Instructions for the task - All of the records below are to be output exactly; no image belongs in the result.

++++++++++

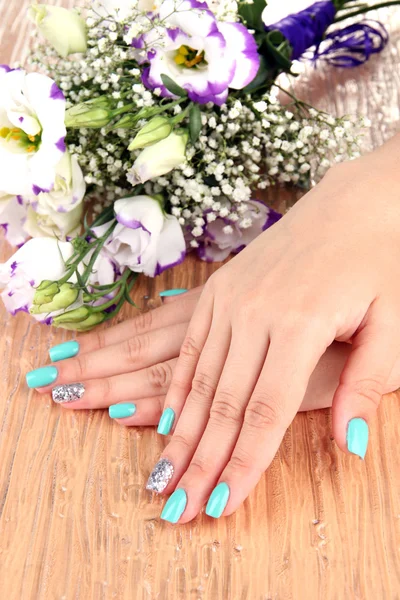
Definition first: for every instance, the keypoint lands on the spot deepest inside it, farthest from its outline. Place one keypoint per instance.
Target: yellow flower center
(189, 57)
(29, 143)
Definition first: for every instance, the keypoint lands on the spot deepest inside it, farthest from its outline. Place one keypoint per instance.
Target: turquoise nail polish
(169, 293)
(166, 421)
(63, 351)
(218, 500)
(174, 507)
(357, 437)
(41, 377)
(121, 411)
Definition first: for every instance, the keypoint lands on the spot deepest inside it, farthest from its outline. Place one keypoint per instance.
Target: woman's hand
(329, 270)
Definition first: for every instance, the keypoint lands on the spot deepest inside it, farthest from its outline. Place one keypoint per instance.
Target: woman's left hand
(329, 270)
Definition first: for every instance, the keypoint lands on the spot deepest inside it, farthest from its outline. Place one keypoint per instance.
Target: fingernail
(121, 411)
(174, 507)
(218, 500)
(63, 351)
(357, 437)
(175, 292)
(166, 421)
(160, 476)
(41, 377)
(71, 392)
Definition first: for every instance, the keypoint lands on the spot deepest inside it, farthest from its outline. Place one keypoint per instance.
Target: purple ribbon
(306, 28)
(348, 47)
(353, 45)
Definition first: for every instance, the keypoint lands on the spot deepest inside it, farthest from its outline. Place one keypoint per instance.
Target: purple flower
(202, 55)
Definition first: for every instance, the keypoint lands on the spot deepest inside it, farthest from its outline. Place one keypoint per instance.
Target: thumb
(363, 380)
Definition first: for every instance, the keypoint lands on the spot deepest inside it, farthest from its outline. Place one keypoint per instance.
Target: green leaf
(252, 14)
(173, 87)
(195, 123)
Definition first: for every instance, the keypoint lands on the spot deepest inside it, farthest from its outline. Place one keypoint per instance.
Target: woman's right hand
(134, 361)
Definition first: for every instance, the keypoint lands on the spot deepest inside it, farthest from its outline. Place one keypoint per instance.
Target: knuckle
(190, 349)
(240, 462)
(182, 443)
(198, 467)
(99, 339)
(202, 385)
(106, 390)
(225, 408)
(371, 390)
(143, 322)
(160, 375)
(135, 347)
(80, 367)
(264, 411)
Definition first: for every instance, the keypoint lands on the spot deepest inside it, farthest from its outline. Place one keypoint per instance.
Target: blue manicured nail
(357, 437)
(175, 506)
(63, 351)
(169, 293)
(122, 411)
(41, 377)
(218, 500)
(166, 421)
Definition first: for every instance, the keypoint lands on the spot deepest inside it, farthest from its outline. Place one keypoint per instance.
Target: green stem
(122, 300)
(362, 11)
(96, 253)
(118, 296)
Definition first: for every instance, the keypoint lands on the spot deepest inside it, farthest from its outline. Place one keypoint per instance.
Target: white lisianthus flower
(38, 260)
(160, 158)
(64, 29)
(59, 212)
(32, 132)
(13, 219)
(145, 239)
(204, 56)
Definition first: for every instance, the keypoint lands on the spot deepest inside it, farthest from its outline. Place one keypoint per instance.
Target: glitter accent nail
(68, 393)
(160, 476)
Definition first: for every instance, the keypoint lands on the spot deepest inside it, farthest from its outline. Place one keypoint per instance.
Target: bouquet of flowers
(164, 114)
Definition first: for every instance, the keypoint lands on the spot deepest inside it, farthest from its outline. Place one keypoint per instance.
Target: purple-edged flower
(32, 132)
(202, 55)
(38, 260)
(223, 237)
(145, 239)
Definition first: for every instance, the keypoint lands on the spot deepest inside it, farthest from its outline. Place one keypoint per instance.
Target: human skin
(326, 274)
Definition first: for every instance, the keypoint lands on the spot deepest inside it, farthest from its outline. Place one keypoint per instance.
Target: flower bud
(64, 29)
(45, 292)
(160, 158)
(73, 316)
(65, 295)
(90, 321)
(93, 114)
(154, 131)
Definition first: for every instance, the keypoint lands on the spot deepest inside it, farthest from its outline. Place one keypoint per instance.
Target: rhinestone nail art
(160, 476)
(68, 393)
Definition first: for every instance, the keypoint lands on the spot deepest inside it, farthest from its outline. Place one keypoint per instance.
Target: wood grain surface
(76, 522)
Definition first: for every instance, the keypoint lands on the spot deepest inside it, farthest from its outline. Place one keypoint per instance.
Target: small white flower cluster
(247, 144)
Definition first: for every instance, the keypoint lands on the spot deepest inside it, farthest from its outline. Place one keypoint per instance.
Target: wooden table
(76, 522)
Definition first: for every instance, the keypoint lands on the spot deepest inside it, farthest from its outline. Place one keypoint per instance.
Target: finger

++++++++++

Answer space -
Definition first: for every instance, the keypoint lands on the spot deepest inside it, farthest from its outline. Place one keypoint per instance.
Target: yellow flower center
(189, 57)
(29, 143)
Definition first: for every instance, the keypoint lands on the spot deepest inside it, farthest from its outline. Place one keypoint per instance.
Target: turquoise nail polish
(169, 293)
(166, 421)
(63, 351)
(218, 500)
(174, 507)
(357, 437)
(41, 377)
(121, 411)
Definition first: for every instance, the keypoint lands on the spot deepest inside it, farthest from its outline. Place one keypoint per instance.
Target: woman's hand
(329, 270)
Definition first: for every instance, the keypoint lands on the spot deepest inside it, farthest from its outline. Place one keypoint per instance.
Target: woman's left hand
(329, 270)
Definition first: for every instance, the keypoint lands on the spot deepest inside it, farthest from its outline. Place one keypoint per instance.
Target: fingernail
(121, 411)
(174, 507)
(218, 500)
(63, 351)
(357, 437)
(175, 292)
(166, 421)
(160, 476)
(41, 377)
(71, 392)
Definition first: for every instance, the keypoint lands on the spot deepest inside it, farthest from its outline. Place one keypoint per instance.
Target: purple ribbon
(306, 28)
(348, 47)
(353, 45)
Definition first: for every instance, the keypoint lands on the spot deepest inside it, farthest from its outline. Place one keypoint per instance.
Target: purple flower
(202, 55)
Definition first: for every instance, the keypoint lands on the spot deepest inside it, farthest from its outline. Place one keypoint per instance.
Target: thumb
(363, 380)
Definition first: for every instance, the keypoint lands on the spot deepest inside it, farthest from its outline. Place one keypoint per instance.
Target: green leaf
(252, 14)
(173, 87)
(195, 123)
Definition first: for every instance, the keypoint lands on the spot deepest inside it, farthest from its outline. Place one keypoint per instance.
Target: woman's right hand
(134, 361)
Definition first: for every instance, the keypoint lands on the spot deepest inside it, farthest from its outline. Place one keypoint per instance.
Target: knuckle
(190, 349)
(240, 462)
(182, 443)
(198, 467)
(99, 339)
(202, 385)
(106, 390)
(225, 408)
(371, 390)
(143, 322)
(160, 375)
(135, 347)
(80, 367)
(264, 411)
Definition first: for every instance, the keypoint lands on the spot deepest inside it, farthest from its outline. Place one keypoint per instance.
Target: blue manicured nail
(357, 437)
(175, 506)
(63, 351)
(169, 293)
(122, 411)
(41, 377)
(218, 500)
(166, 421)
Definition first: for every instance, the keypoint lands on the spot deepest inside it, farthest from its outline. Place one keypoint per instance.
Target: green stem
(122, 300)
(362, 11)
(96, 253)
(118, 296)
Definition first: for every instance, the keypoint lands on the spot deepest inside it, farthest from its outline. Place one keypoint per instance.
Target: white lisianthus flower
(38, 260)
(160, 158)
(64, 29)
(59, 212)
(32, 132)
(13, 219)
(145, 239)
(204, 56)
Definition first: for every instance, the keypoint lands on the spot deepest inside it, farthest from its outline. Place one keypoint per instance.
Target: glitter accent nail
(68, 393)
(160, 476)
Definition first: for every instance, the keypoint lands on the spot deepest inside it, farthest from its outline. Place one keypoint per instance.
Target: bouquet of flowers
(164, 114)
Definition first: for every instance, the keypoint lands on the spot deepest inside it, farthest from its outline. Place one keypoint per instance.
Target: purple-edged flower
(32, 132)
(202, 55)
(38, 260)
(223, 237)
(145, 239)
Definition first: for every instance, the keypoint lands on the spot deepest inside it, farthest from its outline. Place one keypoint per instance.
Target: human skin
(326, 274)
Definition first: for every instance, the keypoint lands on the spot deepest inside it, farthest from its outline. Place one keypoint per instance.
Target: flower bud
(64, 29)
(45, 292)
(160, 158)
(73, 316)
(65, 295)
(90, 321)
(93, 114)
(154, 131)
Definition first: for every instance, the keypoint lands on the spot deepest inside it, farthest from its outline. Place one keypoint per instance.
Target: rhinestone nail art
(160, 476)
(68, 393)
Definition first: for every instance, the keypoint lands on the spot deepest inside it, farthest from its outline. Place one keypoint per instance.
Target: wood grain surface
(76, 522)
Definition first: for every instance, the keypoint lands on the spot deepest inside it, farthest from its outline. Place one keypoint per instance.
Target: small white flower cluster
(247, 144)
Definition first: for every instance, the keypoint lands on the spot deepest inside it, farthest from its outline. Place one keypoint per instance.
Target: wooden table
(76, 522)
Definition first: for every instance, the keypoint lands on the spot deepest inside it, farthest from its outline. Place one keypoint per instance.
Target: finger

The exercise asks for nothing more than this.